▶ [Task details]
Beneath this sentence is a set of records; write each of them out exactly.

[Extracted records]
##########

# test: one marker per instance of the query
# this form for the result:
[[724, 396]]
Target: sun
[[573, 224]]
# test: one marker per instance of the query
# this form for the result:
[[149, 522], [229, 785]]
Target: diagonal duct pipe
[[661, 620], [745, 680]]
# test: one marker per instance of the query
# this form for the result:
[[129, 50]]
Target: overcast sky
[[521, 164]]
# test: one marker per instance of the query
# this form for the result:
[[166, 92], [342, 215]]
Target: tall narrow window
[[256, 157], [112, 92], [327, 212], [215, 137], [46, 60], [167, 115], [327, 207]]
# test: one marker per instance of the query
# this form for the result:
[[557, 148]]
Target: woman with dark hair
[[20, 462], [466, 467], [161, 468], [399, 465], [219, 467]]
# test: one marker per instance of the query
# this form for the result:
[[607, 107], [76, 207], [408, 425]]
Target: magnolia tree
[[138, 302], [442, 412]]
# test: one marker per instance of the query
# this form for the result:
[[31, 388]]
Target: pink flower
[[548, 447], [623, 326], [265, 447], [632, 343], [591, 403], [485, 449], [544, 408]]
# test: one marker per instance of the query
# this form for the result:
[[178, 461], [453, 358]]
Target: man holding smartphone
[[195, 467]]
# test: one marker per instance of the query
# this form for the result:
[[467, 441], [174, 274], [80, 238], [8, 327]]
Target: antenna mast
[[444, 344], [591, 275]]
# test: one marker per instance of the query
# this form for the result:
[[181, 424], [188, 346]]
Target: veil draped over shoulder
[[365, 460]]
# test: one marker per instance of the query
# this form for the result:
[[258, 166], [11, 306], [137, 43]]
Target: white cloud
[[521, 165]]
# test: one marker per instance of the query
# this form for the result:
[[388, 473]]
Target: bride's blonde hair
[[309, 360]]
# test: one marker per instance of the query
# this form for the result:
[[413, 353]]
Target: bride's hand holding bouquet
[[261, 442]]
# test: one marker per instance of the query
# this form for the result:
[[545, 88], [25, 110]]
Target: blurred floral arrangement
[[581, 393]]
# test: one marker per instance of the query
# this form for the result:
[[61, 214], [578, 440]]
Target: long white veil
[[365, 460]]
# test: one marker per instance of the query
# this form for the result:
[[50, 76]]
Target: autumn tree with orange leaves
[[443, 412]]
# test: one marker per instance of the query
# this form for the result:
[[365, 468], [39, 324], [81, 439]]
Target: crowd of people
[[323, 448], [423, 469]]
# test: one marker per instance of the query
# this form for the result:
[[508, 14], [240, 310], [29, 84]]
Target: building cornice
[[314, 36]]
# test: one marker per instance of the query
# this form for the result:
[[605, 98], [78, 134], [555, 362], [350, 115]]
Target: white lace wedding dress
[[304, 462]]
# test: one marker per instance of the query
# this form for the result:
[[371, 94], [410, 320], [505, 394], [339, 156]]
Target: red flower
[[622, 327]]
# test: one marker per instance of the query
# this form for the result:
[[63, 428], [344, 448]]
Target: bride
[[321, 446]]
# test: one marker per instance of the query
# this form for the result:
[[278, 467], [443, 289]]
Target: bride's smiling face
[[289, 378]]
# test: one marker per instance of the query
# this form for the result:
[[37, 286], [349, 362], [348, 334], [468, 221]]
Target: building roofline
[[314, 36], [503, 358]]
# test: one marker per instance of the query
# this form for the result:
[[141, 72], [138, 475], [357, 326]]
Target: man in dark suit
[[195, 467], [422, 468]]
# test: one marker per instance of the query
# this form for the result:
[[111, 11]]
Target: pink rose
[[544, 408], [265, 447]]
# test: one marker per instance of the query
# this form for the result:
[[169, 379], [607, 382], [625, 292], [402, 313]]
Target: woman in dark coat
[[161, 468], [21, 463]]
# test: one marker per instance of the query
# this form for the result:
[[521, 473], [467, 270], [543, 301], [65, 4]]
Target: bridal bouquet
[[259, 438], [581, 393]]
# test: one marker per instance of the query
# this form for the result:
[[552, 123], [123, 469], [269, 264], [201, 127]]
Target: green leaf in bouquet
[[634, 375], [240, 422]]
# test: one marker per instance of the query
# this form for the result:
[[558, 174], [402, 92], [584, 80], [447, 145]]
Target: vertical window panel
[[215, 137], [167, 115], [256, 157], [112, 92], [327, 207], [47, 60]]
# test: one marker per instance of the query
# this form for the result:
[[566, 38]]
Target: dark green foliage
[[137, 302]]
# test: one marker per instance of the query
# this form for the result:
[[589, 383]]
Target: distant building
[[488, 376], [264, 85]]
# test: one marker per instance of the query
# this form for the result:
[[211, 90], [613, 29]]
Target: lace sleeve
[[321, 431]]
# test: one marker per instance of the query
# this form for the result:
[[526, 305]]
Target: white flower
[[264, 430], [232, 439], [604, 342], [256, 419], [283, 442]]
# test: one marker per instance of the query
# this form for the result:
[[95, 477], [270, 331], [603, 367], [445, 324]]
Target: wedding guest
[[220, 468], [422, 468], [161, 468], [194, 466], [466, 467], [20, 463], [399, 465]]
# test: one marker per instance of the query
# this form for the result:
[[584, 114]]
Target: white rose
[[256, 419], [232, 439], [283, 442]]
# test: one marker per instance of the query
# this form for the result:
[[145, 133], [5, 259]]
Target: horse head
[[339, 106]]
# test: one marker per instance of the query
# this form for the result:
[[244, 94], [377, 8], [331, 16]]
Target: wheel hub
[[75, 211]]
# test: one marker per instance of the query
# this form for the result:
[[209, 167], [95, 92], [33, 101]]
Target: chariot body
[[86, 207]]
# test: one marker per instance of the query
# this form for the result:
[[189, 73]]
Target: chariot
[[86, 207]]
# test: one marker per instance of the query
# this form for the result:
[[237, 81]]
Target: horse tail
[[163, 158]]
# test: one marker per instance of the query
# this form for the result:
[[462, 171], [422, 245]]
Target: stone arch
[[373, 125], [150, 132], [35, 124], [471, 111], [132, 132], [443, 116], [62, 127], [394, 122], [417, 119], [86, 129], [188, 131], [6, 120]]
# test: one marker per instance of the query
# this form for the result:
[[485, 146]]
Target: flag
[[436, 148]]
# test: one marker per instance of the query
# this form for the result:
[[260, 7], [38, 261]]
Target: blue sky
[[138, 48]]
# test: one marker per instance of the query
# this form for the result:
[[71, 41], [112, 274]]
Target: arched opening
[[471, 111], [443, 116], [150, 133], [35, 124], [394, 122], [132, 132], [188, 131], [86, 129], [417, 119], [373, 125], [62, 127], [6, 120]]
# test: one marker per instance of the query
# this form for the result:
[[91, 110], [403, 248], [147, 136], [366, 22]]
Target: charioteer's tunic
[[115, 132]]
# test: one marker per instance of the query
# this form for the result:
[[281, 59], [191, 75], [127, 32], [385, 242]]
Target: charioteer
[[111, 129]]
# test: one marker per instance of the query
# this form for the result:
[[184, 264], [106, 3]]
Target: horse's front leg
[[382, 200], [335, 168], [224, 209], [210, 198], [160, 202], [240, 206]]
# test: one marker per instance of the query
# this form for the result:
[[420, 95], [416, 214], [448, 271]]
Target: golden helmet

##########

▶ [Expected answer]
# test: one marker per instance of the query
# this form for the result:
[[724, 396]]
Target: sun
[[573, 224]]
# test: one marker per instance of the query
# this form for the result:
[[149, 522], [229, 785]]
Target: diagonal duct pipe
[[661, 620], [745, 680]]
# test: one marker per instance of the query
# this form for the result:
[[129, 50]]
Target: overcast sky
[[521, 164]]
# test: one marker per instance of the query
# this form for the result:
[[166, 92], [342, 215]]
Target: tall narrow window
[[256, 157], [112, 92], [327, 212], [215, 137], [46, 60], [167, 115], [327, 207]]
# test: one marker per instance of the query
# this form for the result:
[[557, 148]]
Target: woman with dark hair
[[20, 462], [466, 467], [161, 468], [399, 465], [219, 467]]
# test: one marker per instance of the query
# this form for the result:
[[607, 107], [76, 207], [408, 425]]
Target: magnolia tree
[[138, 302], [442, 412]]
# test: one marker per instance of the query
# this form for the result:
[[31, 388]]
Target: pink flower
[[548, 447], [623, 326], [265, 447], [632, 343], [591, 403], [485, 449], [544, 408]]
# test: one marker per instance of the query
# this form for the result:
[[178, 461], [453, 358]]
Target: man holding smartphone
[[195, 467]]
# test: one marker per instance of the query
# this form for the result:
[[467, 441], [174, 274], [80, 238], [8, 327]]
Target: antenna mast
[[444, 344], [591, 275]]
# test: one marker per instance of the query
# this form for the result:
[[181, 424], [188, 346]]
Target: veil draped over shoulder
[[365, 460]]
# test: one marker per instance of the query
# this form for the result:
[[258, 166], [11, 306], [137, 43]]
Target: white cloud
[[521, 165]]
# test: one marker per instance of the query
# this form for the result:
[[388, 473]]
Target: bride's blonde hair
[[309, 360]]
# test: one marker per instance of the query
# this form for the result:
[[413, 353]]
Target: bride's hand holding bouquet
[[261, 442]]
# test: one marker per instance of the query
# this form for the result:
[[545, 88], [25, 110]]
Target: blurred floral arrangement
[[581, 393]]
# test: one marker per instance of the query
# this form for the result:
[[61, 214], [578, 440]]
Target: long white veil
[[365, 460]]
# test: one marker per instance of the query
# this form for the result:
[[50, 76]]
Target: autumn tree with orange leaves
[[443, 412]]
# test: one marker per instance of the query
# this form for the result:
[[365, 468], [39, 324], [81, 439]]
Target: crowd of people
[[323, 448], [423, 469]]
# test: one marker per instance of the query
# this form for the result:
[[508, 14], [240, 310], [29, 84]]
Target: building cornice
[[314, 36]]
# test: one marker per instance of the query
# this form for the result:
[[605, 98], [78, 134], [555, 362], [350, 115]]
Target: white lace wedding dress
[[304, 462]]
# test: one marker per instance of the query
# this form for the result:
[[371, 94], [410, 320], [505, 394], [339, 156]]
Target: red flower
[[622, 327]]
# test: one marker per instance of the query
# this form for the result:
[[63, 428], [344, 448]]
Target: bride
[[321, 446]]
# test: one marker per instance of the query
# this form for the result:
[[278, 467], [443, 289]]
Target: bride's smiling face
[[289, 378]]
# test: one marker per instance of the query
# this form for the result:
[[37, 286], [349, 362], [348, 334], [468, 221]]
Target: building roofline
[[314, 36], [503, 358]]
# test: one marker per instance of the query
# this form for the result:
[[141, 72], [138, 475], [357, 326]]
Target: man in dark suit
[[195, 467], [422, 468]]
# test: one marker per instance of the query
# this form for the result:
[[111, 11]]
Target: pink rose
[[544, 408], [265, 447]]
# test: one marker per instance of the query
# this form for the result:
[[169, 379], [607, 382], [625, 292], [402, 313]]
Target: woman in dark coat
[[161, 468], [21, 463]]
# test: one marker per instance of the query
# this form for the result:
[[521, 473], [467, 270], [543, 301], [65, 4]]
Target: bridal bouquet
[[259, 438], [581, 393]]
# test: one marker per instance of the query
# this form for the result:
[[552, 123], [123, 469], [269, 264], [201, 127]]
Target: green leaf in bouquet
[[634, 375], [240, 422]]
# test: one marker per instance of the query
# this form for the result:
[[558, 174], [402, 92], [584, 80], [447, 145]]
Target: vertical window panel
[[215, 137], [167, 115], [256, 157], [112, 92], [327, 207], [47, 60]]
# test: one marker per instance of the query
# this form for the result:
[[566, 38]]
Target: dark green foliage
[[137, 302]]
# test: one marker per instance of the query
# this form for the result:
[[589, 383]]
Target: distant building
[[488, 376], [264, 85]]
# test: one marker per instance of the query
# this form for the result:
[[211, 90], [613, 29]]
Target: lace sleeve
[[321, 431]]
# test: one marker per instance of the query
# this form for the result:
[[526, 305]]
Target: white flower
[[264, 430], [232, 439], [604, 342], [256, 419], [283, 442]]
# test: one marker per instance of the query
# this form for the result:
[[95, 477], [270, 331], [603, 367], [445, 324]]
Target: wedding guest
[[220, 468], [422, 468], [161, 468], [194, 466], [466, 467], [20, 463], [399, 465]]
# test: one marker per instance of the query
# this form for the result:
[[584, 114]]
Target: white rose
[[256, 419], [232, 439], [283, 442]]
# test: one marker per instance of the query
# this form for the result:
[[145, 133], [5, 259]]
Target: horse head
[[339, 106]]
# test: one marker per instance of the query
# this form for the result:
[[244, 94], [377, 8], [331, 16]]
Target: wheel hub
[[75, 211]]
# test: one marker per instance of the query
# this form for the result:
[[209, 167], [95, 92], [33, 101]]
Target: chariot body
[[86, 207]]
# test: one marker per instance of the query
# this form for the result:
[[189, 73]]
Target: chariot
[[86, 207]]
# test: one marker per instance of the query
# this form for the result:
[[237, 81]]
Target: horse tail
[[163, 158]]
# test: one marker per instance of the query
# this form for the result:
[[462, 171], [422, 245]]
Target: stone arch
[[373, 125], [150, 132], [35, 124], [471, 111], [132, 132], [443, 116], [62, 127], [394, 122], [417, 119], [86, 129], [188, 131], [6, 120]]
# test: one marker per instance of the query
# this form for the result:
[[485, 146]]
Target: flag
[[436, 148]]
# test: one marker per instance of the query
# this form for the result:
[[260, 7], [38, 261]]
Target: blue sky
[[138, 48]]
# test: one marker per instance of the query
# this form for the result:
[[71, 41], [112, 274]]
Target: arched opening
[[471, 111], [443, 116], [150, 133], [35, 124], [394, 122], [132, 132], [188, 131], [86, 129], [417, 119], [373, 125], [62, 127], [6, 120]]
# test: one marker per instance of the query
# this form for the result:
[[91, 110], [403, 248], [147, 136], [366, 22]]
Target: charioteer's tunic
[[115, 132]]
# test: one marker per instance of the query
# this form for the result:
[[281, 59], [191, 75], [127, 32], [385, 242]]
Target: charioteer
[[111, 129]]
# test: one marker per instance of the query
# this form for the result:
[[184, 264], [106, 3]]
Target: horse's front leg
[[382, 200], [335, 168], [224, 209], [210, 198], [160, 202], [240, 206]]
# test: one marker per instance of the query
# this form for the result:
[[420, 95], [416, 214], [448, 271]]
Target: golden helmet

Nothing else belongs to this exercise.